_Consigne_
Lisez l'article plus bas et répondez :
1. Quelle revue a permis de reproduire et de mettre à jour l'article ?
2. Quel événement a marqué le sommet de l'euphorie des années 60 ?
3. De quel milieu viennent souvent les réflexions théoriques sur les technologies ?

_Article fourni_

En réseau et hors du commerce

La revue Esse arts+opinions nous a aimablement autorisé à reproduire et mettre à jour cet article.

Cela ressemble un peu à la frénésie qui s’est emparée de la population à la venue de l’an 2000. Tellement, qu’il devient extrêmement rare d’entendre le moindre bémol critique de la part de ceux qui se penchent sur le phénomène. Tout en reconnaissant que le passé et le présent nous semblent parfois insupportables, et que la venue d’un nouveau millénaire peut créer quelques espoirs d’amélioration (espoirs qui ne sont pas nécessairement fondés), on ne peut qu’être surpris que cet engouement s’empare de façon aussi drastique des intellectuels desquels on pourrait attendre des réflexions plus pondérées. Aurait-on peur de passer pour rétrograde si on osait soulever quelques aspects plus négatifs? Devant l’enthousiasme qui fait porter à la technologie le poids de toutes sortes de révolutions, le marché du numérique en profite pour en attirer plus d’un dans son giron.

Le phénomène semble cyclique. Le discours actuel rappelle celui des années 60, qui est aussi l’époque de McLuhan et de son concept de village global — euphorie qui a culminé avec l’Expo 67 à Montréal. Cela me rappelle aussi mes recherches sur la performance qui commençait à se manifester à Montréal vers la fin des années 70 et le début des années 80 : la performance a aussi été l’une de ces formes artistiques qui, dès son apparition, a transporté les théoriciens au-delà de toute commune mesure. Dans le cas des technologies, il s’ajoute un contexte de mondialisation-surconsommation indissociable du développement accéléré des outils technologiques.

À l’encontre de cet enthousiasme excessif de la part de quelques théoriciens, qui n’ont pas nécessairement une expérience pratique, certains artistes laissent entendre un autre point de vue. D’ailleurs, les réflexions théoriques proviennent souvent du milieu des communications — du concept de cultural studies qui ratisse large dans les universités anglophones — et moins du milieu de l’art. À l’encontre des penseurs, les artistes entrevoient davantage de liens de continuité dans l’histoire et dans leur propre pratique. Certains travaillent même à questionner les outils technologiques. 

Je tiens à préciser que je ne suis pas défavorable au développement technologique; il importe cependant de replacer les choses dans une juste perspective. Ce texte s’attarde à pondérer certaines idées exagérées en se nourrissant de réflexions d’auteurs et de propos d’artistes rencontrés à cet effet1. En contrepartie à cette critique, je m’attarderai au contenu de quelques œuvres numériques présentées sur le web.

Lignes de données d'annotation par cadres
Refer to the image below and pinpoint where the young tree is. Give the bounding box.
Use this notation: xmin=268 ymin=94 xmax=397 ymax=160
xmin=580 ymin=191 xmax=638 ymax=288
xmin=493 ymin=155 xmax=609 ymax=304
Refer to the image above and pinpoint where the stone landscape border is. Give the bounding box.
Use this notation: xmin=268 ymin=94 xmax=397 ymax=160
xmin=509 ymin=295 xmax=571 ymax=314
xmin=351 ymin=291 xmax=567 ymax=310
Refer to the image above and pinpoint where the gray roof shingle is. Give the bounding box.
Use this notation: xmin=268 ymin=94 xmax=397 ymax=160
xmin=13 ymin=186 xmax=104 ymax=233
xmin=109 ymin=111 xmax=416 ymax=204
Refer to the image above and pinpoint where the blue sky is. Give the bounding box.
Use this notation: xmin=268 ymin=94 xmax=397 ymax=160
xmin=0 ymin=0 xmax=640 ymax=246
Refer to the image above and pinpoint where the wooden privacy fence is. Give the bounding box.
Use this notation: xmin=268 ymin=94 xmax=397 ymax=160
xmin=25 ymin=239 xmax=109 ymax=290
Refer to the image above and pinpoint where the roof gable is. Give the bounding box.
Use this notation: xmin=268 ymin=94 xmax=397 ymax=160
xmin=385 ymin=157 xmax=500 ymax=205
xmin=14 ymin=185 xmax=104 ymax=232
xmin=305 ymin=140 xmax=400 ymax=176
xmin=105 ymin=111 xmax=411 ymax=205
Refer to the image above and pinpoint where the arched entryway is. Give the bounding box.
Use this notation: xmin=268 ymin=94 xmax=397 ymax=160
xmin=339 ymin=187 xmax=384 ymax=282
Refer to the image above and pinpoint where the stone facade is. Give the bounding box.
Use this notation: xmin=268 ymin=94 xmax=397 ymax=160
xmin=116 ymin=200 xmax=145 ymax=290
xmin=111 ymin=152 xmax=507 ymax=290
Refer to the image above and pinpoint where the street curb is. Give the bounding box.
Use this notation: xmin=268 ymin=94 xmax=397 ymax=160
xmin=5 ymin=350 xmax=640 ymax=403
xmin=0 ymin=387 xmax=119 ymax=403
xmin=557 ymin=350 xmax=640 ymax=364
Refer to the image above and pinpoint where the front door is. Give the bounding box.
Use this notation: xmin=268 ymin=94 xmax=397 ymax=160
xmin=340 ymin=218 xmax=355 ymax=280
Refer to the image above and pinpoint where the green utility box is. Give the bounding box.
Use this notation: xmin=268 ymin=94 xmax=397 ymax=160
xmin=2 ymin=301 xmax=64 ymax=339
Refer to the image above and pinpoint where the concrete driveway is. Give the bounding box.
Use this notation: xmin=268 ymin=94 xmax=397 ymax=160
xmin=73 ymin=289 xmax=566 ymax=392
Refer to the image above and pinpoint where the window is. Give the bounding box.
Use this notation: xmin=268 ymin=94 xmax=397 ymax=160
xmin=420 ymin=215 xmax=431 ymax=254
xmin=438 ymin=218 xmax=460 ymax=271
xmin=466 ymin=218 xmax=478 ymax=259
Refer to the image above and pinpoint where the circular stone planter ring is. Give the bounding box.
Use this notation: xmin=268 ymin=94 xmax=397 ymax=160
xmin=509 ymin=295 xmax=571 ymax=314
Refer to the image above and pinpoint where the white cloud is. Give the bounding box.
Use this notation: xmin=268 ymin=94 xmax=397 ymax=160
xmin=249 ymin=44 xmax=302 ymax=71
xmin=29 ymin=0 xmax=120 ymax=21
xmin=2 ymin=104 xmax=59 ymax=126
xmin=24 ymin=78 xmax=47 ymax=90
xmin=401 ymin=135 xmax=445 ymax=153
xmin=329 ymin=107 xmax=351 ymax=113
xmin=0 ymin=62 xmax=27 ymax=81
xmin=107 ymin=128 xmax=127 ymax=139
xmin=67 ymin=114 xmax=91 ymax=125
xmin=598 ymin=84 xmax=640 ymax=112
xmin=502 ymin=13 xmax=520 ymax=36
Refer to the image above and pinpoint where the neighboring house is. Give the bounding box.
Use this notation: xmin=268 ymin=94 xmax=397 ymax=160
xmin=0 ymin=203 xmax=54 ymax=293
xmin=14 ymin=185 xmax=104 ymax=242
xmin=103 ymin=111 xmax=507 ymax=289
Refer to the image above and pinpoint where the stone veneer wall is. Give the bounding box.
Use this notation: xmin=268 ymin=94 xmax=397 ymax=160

_Corrigé_
1. La revue Esse arts+opinions.
2. L'Expo 67 à Montréal.
3. Du milieu des communications, moins du milieu de l'art.